*Records to process:*
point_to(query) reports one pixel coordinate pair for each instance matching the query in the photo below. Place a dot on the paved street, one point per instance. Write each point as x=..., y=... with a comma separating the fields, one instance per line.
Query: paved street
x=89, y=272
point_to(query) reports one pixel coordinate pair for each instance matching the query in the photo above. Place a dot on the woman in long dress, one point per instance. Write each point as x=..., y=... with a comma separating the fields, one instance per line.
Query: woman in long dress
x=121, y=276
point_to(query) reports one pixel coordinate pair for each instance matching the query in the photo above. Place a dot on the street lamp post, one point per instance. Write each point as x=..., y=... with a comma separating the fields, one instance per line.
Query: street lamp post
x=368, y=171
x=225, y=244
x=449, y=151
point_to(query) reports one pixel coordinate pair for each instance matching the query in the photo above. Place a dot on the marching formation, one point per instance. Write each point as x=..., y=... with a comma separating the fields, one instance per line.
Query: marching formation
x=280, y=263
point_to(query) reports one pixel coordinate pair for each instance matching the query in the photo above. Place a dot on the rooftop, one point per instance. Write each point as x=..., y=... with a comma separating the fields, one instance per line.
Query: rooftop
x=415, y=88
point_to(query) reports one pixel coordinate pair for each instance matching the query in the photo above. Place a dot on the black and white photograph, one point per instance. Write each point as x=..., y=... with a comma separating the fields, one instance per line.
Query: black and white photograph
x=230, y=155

--

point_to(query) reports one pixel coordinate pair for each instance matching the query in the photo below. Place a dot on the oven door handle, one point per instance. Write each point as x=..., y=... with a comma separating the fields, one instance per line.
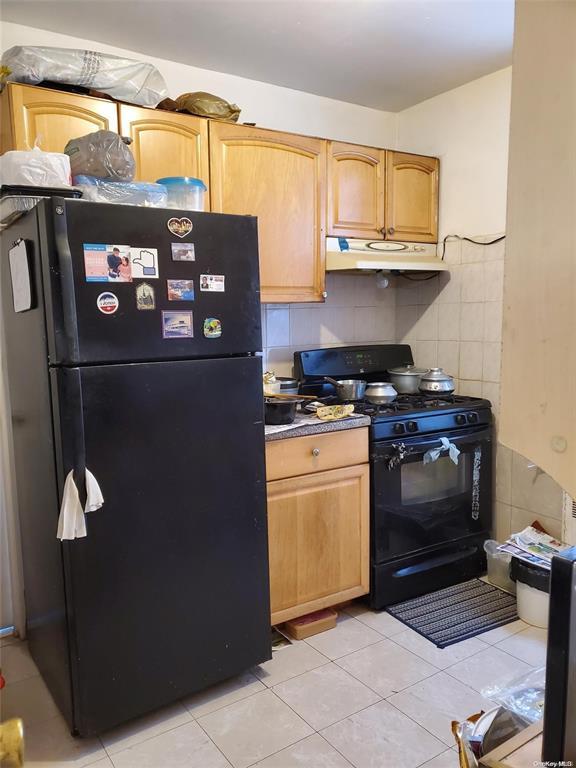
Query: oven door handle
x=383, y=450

*The task:*
Reproduce the data word for word, starting at the line that contains "the rooftop, one" and stopping after the line that contains "Query: rooftop", with both of those lines included.

*Correct output:*
point_to(query) reports one pixel coordinate pair for each instance matching the query in the photo above. Place a dot on the rooftop, one point per instance. Write each point as x=..., y=... with a comma separating the fields, one instance per line.
Query: rooftop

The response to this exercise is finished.